→ **INSTRUCTIONS TO FOLLOW**: Every record below should be written out exactly; pictures stay out.

↓

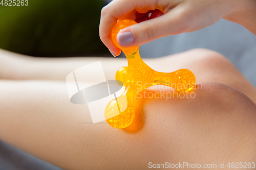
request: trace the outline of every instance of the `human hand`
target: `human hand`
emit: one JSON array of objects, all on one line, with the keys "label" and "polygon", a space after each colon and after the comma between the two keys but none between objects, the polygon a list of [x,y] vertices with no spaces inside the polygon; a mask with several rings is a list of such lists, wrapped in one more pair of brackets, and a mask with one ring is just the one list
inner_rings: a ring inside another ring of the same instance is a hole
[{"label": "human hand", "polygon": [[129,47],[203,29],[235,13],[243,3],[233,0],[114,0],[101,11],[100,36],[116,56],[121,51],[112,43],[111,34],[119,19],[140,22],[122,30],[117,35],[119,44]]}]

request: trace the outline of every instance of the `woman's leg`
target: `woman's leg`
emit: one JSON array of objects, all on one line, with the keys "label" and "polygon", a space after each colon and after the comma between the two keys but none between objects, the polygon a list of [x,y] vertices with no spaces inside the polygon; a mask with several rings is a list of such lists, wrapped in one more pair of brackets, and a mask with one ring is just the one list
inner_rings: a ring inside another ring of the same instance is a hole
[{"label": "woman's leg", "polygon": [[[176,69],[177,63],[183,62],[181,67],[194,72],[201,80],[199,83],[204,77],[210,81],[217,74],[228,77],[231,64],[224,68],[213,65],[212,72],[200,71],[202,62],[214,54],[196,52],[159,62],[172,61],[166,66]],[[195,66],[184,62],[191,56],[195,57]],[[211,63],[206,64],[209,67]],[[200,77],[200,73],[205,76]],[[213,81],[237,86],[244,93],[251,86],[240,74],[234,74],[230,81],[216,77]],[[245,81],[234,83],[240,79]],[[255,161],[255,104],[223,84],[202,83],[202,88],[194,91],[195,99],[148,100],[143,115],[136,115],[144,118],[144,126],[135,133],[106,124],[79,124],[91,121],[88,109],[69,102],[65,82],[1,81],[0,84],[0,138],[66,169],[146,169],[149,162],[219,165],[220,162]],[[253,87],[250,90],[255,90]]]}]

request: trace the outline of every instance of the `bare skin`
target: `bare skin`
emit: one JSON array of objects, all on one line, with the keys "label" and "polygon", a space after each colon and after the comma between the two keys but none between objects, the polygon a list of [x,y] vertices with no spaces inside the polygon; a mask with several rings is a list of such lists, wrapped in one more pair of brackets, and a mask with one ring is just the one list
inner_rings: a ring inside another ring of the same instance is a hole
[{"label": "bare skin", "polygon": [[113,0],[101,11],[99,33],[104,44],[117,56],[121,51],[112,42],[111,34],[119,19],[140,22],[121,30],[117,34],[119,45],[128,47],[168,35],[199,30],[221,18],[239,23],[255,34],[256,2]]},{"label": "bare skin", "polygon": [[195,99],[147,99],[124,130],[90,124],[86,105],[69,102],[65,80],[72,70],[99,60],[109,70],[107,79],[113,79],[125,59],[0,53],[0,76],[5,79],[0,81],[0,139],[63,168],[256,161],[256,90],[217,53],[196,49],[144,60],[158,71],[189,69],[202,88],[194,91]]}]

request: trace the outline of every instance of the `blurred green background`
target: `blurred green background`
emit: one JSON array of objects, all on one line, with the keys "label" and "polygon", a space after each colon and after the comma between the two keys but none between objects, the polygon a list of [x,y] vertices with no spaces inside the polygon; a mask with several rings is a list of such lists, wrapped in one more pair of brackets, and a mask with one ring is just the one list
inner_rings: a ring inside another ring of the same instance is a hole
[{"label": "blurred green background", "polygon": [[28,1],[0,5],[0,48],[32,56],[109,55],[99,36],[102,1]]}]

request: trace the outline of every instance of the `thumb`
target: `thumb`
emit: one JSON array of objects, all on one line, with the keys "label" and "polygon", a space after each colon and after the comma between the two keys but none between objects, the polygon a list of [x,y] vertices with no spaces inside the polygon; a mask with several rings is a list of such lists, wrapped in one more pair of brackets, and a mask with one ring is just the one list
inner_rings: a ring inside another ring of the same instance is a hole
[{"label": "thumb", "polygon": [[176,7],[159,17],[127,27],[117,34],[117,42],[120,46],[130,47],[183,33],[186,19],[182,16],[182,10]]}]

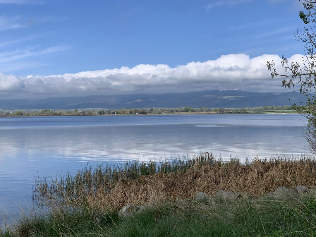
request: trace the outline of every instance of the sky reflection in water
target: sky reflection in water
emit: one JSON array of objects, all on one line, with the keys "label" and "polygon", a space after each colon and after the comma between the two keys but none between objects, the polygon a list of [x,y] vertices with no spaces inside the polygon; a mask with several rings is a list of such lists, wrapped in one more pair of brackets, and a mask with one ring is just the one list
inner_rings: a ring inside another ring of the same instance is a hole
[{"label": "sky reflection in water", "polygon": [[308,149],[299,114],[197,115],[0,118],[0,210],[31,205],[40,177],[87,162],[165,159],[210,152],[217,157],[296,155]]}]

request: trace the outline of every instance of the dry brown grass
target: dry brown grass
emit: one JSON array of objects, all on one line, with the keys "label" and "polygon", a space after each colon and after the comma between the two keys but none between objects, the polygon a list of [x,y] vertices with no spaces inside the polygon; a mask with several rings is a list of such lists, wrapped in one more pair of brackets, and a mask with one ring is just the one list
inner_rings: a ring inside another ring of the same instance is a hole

↑

→ **ANSWER FOR THIS EXERCISE**:
request: trace the outline of every instance of the `human hand`
target: `human hand`
emit: one JSON array of objects, all on one line, with the keys "label" and "polygon", a space after each colon and after the comma between the two keys but none between objects, the polygon a list of [x,y] vertices with no spaces inside the polygon; a mask with several rings is a list of such lists, wrapped in one more pair of brackets, and a mask with one ring is just the one list
inner_rings: a ring inside another ring of the same instance is a hole
[{"label": "human hand", "polygon": [[129,47],[203,29],[235,13],[243,3],[233,0],[114,0],[101,11],[100,36],[116,56],[121,51],[112,43],[111,34],[119,19],[140,22],[122,30],[117,35],[119,44]]}]

request: trace the outline of every instance of the `woman's leg`
target: `woman's leg`
emit: one JSON array of objects, all on one line, with the keys "label" and "polygon", a space after each colon and after the comma between the two keys but none between objects, the polygon a list of [x,y] vertices with no spaces inside the polygon; a mask with several rings is a list of such lists, wrapped in one more pair of brackets, and a mask with one ring is just the one list
inner_rings: a ring inside another ring of the same instance is a hole
[{"label": "woman's leg", "polygon": [[[176,69],[177,63],[183,62],[181,67],[194,72],[201,80],[199,83],[204,77],[210,81],[217,74],[228,77],[231,64],[224,68],[213,65],[212,72],[200,71],[202,62],[214,54],[196,52],[159,62],[172,61],[166,66]],[[195,66],[184,62],[191,56],[195,57]],[[211,63],[206,64],[209,67]],[[200,77],[200,73],[205,76]],[[213,81],[237,86],[244,93],[251,86],[240,74],[234,74],[230,81],[216,77]],[[245,81],[234,83],[240,79]],[[255,161],[255,104],[223,84],[202,83],[202,88],[194,91],[195,99],[148,100],[143,115],[136,115],[144,118],[144,126],[135,133],[106,124],[79,124],[91,121],[88,109],[69,102],[65,82],[1,81],[0,84],[0,138],[66,169],[146,169],[149,162],[219,165],[220,162]],[[253,87],[250,90],[255,90]]]}]

request: trace the outline of every instance of the `bare skin`
target: `bare skin`
emit: one JSON array of objects, all on one line, with the keys "label" and "polygon", a space after each colon and after the comma between the two keys but none between objects, the polygon a list of [x,y] vertices with no spaces inside the polygon; a mask with several rings is a list of such lists, wrapped in one more pair of brackets, and a mask with one ring is just the one list
inner_rings: a ring inside another ring of the same instance is a hole
[{"label": "bare skin", "polygon": [[113,0],[101,11],[99,33],[104,44],[117,56],[121,51],[112,42],[111,34],[119,19],[140,22],[121,30],[117,34],[119,45],[128,47],[168,35],[199,30],[221,18],[239,23],[255,34],[256,2]]},{"label": "bare skin", "polygon": [[195,99],[147,99],[124,130],[90,124],[86,105],[69,102],[65,80],[72,70],[99,60],[109,70],[107,79],[113,79],[125,59],[0,53],[0,76],[5,79],[0,81],[0,139],[63,168],[256,161],[256,90],[217,53],[196,49],[144,60],[158,71],[189,69],[202,88],[194,91]]}]

request: trace the outline of every instance of the `blurred green background`
target: `blurred green background`
emit: one JSON array of objects, all on one line, with the keys "label" and "polygon", a space after each colon and after the comma between the two keys but none between objects, the polygon a list of [x,y] vertices with no spaces inside the polygon; a mask with several rings is a list of such lists, wrapped in one more pair of brackets, and a mask with one ring is just the one list
inner_rings: a ring inside another ring of the same instance is a hole
[{"label": "blurred green background", "polygon": [[28,1],[0,5],[0,48],[32,56],[109,55],[99,36],[102,1]]}]

request: trace the outline of every instance of the `thumb`
target: `thumb`
emit: one JSON array of objects, all on one line, with the keys "label" and "polygon", a space after each colon and after the comma between the two keys but none between objects, the polygon a list of [x,y] vertices with no spaces inside the polygon; a mask with several rings is a list of such lists, wrapped in one more pair of brackets, and a mask with one ring is just the one list
inner_rings: a ring inside another ring of the same instance is a hole
[{"label": "thumb", "polygon": [[176,7],[159,17],[127,27],[117,34],[117,42],[120,46],[130,47],[183,33],[186,19],[182,16],[182,10]]}]

request: trace the outline of every instance of the sky reflection in water
target: sky reflection in water
emit: one JSON array of objects, all on one line, with the keys "label" and "polygon", a space after each colon and after the comma between the two keys but none between objects, the polygon a list of [x,y] vertices with no spaces inside the polygon; a mask with several rings is a list of such lists, wrapped in one more pair of brackets, and a mask with one ring is just the one list
inner_rings: a ring inside another ring of the same instance is a hole
[{"label": "sky reflection in water", "polygon": [[308,149],[299,114],[197,115],[0,118],[0,210],[31,205],[40,177],[87,162],[165,159],[210,152],[217,157],[296,155]]}]

request: trace the outline of every instance of the dry brown grass
target: dry brown grass
emit: one JSON array of objects, all on one line, with the keys "label" and "polygon", a space after each colon and after the comma between the two keys but none between objects, the polygon a list of [x,y] vertices with no spaces inside the polygon; a mask with several rings is a list of such lists, wrapped in one more pair of brackets, and a mask with one ring is just the one list
inner_rings: a ring inside another ring of the same instance is a hole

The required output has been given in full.